■ **Instructions to follow**
Reproduce verbatim the part that opens with the line containing "target: brown branch" and closes with the line containing "119], [120, 121]]", including both of those lines and nothing else.

Shape annotation entries
--- BEGIN ---
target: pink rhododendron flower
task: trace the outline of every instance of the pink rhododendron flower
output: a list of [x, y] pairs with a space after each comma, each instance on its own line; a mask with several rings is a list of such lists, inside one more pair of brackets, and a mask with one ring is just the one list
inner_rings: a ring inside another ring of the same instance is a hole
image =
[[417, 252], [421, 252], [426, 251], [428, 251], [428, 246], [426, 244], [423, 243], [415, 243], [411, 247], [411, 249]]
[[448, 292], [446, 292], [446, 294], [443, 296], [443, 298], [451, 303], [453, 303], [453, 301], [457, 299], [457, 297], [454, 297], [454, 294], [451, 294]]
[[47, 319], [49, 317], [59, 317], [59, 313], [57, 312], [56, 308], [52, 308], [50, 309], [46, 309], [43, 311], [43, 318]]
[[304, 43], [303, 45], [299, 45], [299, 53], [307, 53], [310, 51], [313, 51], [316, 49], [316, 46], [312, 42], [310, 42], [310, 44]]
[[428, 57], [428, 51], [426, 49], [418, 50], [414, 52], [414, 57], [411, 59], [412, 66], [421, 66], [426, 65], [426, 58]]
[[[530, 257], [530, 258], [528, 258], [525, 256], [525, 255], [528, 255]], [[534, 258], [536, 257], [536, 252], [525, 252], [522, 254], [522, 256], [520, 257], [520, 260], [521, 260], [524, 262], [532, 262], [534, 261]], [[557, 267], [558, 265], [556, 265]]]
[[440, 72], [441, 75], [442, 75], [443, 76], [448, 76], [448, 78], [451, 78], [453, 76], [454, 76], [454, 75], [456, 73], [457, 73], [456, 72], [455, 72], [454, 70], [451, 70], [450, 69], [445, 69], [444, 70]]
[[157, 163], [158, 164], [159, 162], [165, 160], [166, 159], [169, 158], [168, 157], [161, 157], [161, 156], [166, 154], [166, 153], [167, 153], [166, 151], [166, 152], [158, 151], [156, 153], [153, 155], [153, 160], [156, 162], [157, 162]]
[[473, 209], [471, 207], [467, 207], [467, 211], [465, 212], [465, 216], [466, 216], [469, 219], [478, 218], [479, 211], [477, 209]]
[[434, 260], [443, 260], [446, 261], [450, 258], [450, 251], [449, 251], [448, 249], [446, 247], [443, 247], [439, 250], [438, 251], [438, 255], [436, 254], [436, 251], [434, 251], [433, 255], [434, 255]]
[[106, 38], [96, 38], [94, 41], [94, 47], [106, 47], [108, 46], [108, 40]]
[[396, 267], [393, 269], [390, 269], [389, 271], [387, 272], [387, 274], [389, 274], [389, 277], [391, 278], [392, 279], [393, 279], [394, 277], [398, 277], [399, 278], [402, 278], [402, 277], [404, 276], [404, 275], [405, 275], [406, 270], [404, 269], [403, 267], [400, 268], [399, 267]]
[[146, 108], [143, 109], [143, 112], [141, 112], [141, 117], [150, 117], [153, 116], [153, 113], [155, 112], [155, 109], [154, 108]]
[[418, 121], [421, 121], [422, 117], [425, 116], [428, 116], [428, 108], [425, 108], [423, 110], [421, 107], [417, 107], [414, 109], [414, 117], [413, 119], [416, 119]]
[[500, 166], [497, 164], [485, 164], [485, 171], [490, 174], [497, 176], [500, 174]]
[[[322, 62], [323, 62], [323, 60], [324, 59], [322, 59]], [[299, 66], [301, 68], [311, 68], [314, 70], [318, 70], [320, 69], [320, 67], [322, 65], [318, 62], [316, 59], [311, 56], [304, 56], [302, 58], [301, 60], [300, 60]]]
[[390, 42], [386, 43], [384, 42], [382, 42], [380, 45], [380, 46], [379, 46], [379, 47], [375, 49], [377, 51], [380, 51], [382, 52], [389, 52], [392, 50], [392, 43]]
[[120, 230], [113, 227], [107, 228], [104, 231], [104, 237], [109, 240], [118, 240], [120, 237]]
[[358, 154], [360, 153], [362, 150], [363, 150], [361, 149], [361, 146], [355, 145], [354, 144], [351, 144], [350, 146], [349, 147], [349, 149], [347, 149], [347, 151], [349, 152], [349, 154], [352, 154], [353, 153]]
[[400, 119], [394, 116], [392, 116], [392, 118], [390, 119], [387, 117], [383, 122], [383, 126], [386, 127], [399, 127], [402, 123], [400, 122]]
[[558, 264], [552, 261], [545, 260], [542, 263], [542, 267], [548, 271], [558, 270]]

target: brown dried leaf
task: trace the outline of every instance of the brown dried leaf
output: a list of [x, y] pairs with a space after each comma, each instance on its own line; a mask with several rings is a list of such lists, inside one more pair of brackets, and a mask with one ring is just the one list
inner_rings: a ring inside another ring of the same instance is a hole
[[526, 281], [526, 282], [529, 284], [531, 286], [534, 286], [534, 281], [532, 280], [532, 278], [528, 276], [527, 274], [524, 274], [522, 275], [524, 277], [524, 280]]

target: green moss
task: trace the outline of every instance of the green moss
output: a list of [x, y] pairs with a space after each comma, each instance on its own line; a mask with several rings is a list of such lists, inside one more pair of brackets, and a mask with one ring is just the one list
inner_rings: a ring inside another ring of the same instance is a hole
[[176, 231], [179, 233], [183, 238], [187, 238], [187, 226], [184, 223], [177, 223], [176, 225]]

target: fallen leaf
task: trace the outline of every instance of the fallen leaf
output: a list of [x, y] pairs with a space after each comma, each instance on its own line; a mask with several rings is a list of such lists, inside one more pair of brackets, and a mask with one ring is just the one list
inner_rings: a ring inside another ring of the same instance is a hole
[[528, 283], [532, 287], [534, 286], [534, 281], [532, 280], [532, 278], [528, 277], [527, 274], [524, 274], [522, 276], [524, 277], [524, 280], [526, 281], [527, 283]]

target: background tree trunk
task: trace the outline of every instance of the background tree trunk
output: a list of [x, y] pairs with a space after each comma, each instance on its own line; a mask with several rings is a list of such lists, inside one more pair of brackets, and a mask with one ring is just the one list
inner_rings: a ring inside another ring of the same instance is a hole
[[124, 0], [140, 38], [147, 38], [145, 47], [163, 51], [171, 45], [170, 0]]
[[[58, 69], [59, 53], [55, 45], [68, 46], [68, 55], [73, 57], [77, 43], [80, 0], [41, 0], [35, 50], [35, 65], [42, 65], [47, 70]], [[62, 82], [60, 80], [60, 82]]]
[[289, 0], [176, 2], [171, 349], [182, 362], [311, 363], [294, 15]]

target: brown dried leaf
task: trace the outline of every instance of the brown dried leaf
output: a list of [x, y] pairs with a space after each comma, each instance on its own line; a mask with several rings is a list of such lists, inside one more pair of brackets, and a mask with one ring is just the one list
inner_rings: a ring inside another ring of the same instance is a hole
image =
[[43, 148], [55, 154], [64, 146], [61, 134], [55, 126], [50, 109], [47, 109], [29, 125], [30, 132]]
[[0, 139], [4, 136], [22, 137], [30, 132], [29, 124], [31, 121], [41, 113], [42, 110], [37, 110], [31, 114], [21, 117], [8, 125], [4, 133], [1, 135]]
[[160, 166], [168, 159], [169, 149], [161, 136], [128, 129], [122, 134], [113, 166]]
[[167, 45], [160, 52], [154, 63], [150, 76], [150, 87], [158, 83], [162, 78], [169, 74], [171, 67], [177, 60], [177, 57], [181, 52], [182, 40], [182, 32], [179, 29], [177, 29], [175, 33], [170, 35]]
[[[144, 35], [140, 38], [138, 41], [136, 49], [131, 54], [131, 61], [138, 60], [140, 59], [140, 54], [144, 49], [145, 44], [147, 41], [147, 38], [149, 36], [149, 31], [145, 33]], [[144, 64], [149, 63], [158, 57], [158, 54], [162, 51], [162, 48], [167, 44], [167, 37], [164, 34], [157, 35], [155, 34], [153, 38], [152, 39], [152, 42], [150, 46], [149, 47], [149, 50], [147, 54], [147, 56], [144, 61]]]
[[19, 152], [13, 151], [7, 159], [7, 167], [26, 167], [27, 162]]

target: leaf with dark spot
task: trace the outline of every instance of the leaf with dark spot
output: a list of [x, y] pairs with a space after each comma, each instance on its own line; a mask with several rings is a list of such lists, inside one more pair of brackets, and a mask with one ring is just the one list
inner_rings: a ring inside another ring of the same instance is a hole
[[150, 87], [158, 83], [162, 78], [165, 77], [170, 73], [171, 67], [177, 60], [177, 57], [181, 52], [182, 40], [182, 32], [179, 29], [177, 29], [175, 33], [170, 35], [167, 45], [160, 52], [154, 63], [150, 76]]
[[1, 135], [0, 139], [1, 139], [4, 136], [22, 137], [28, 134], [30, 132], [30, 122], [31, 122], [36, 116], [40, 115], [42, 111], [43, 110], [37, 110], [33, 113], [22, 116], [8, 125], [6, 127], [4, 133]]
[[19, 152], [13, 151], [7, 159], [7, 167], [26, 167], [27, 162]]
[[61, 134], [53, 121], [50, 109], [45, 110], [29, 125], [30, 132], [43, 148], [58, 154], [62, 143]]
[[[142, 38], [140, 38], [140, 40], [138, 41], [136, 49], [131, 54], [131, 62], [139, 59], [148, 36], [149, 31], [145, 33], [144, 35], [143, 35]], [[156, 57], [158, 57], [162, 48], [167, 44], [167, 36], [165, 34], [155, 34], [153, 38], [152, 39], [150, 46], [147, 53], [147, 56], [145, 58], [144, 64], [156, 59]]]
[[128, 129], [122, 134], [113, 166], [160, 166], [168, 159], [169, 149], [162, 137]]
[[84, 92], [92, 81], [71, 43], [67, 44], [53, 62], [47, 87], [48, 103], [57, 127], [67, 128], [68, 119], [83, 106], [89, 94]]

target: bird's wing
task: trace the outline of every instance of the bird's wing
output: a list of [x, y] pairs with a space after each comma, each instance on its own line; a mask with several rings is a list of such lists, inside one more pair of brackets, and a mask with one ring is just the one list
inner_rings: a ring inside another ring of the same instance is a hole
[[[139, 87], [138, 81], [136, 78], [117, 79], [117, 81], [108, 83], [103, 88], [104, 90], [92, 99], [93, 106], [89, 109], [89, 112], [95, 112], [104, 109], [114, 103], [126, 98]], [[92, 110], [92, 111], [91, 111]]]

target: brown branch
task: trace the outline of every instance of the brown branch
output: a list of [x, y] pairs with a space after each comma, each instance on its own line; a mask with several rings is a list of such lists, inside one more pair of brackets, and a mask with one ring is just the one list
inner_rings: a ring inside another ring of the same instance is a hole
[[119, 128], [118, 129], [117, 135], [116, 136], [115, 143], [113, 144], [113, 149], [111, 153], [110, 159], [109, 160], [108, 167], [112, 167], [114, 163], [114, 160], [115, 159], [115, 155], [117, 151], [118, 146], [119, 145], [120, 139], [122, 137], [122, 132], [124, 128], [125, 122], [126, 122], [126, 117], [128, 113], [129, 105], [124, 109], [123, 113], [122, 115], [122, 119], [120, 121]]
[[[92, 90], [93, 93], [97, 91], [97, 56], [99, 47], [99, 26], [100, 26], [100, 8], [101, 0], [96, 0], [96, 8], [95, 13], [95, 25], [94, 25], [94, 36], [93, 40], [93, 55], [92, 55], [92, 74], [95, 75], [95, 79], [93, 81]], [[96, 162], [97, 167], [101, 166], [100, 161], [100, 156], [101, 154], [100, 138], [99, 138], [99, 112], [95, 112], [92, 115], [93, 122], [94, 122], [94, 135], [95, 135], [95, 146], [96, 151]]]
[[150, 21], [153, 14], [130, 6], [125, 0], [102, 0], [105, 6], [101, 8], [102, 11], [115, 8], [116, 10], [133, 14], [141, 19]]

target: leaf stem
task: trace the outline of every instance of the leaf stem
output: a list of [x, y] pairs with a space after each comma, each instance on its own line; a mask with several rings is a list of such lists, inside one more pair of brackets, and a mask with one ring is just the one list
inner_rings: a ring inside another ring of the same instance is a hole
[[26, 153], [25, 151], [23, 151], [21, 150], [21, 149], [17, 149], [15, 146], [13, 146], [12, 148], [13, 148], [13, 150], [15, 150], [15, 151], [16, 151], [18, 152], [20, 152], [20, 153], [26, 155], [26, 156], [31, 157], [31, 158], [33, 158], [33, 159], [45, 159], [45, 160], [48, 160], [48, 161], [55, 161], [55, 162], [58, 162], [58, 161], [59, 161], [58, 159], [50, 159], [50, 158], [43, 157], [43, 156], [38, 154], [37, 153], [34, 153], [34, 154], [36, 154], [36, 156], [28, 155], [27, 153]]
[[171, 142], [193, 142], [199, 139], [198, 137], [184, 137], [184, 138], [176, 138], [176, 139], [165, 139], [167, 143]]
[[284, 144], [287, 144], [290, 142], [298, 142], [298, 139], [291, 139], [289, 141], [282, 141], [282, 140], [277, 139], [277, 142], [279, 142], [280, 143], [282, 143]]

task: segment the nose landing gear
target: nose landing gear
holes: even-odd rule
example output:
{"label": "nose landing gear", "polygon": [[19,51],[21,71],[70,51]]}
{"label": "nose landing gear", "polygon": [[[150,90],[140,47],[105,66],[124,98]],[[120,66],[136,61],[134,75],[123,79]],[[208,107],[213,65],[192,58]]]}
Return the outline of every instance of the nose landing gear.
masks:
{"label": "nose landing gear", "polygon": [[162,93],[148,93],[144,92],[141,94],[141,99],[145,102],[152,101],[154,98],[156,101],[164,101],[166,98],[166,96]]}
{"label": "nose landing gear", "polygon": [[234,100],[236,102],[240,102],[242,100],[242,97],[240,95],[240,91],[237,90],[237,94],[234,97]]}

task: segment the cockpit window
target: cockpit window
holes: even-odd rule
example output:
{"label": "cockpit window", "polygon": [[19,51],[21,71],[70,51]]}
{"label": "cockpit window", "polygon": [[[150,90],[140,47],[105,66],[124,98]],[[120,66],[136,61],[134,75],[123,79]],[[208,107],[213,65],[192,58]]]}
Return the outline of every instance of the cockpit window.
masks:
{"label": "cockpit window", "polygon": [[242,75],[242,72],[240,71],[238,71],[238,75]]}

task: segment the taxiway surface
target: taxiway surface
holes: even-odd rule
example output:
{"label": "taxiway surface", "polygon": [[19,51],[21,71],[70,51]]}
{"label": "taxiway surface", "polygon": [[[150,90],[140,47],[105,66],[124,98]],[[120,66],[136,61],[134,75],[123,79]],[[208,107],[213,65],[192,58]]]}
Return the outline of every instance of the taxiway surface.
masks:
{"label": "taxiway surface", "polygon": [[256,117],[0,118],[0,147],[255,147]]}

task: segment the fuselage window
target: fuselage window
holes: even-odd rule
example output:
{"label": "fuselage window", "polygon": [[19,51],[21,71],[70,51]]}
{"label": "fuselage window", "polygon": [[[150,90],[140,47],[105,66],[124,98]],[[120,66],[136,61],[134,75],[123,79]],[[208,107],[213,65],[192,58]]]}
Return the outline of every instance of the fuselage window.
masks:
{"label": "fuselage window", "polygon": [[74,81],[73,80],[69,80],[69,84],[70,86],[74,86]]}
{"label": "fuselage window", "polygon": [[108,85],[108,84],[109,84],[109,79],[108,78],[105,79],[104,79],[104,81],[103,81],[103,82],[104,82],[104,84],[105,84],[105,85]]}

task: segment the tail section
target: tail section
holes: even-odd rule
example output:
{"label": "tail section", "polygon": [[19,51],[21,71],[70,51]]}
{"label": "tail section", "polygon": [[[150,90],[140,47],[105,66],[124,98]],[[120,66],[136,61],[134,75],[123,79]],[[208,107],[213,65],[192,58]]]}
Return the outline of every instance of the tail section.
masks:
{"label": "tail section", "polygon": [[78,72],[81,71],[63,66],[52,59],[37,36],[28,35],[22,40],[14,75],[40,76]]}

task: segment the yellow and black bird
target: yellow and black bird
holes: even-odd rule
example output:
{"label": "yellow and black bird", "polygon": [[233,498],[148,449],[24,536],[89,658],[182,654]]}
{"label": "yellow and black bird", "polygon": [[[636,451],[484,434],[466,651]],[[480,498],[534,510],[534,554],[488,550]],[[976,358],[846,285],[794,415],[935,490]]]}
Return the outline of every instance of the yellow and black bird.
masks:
--- END ---
■ **Exercise result**
target: brown branch
task: trace the outline of every instance of the brown branch
output: a list of [x, y] pairs with a space after each comma, each instance on its own line; a mask with several rings is a list of such lists, inside one more pair of brackets, and a mask with one ring is just the one list
inner_rings: a ring inside another ring of the same instance is a hole
[[119, 128], [118, 129], [117, 135], [116, 136], [115, 143], [113, 144], [113, 149], [111, 153], [110, 159], [109, 160], [108, 167], [112, 167], [114, 163], [114, 160], [115, 159], [115, 155], [117, 151], [118, 146], [119, 145], [120, 139], [122, 137], [122, 132], [124, 128], [125, 122], [126, 122], [126, 117], [128, 113], [129, 105], [124, 109], [123, 113], [122, 115], [122, 119], [120, 121]]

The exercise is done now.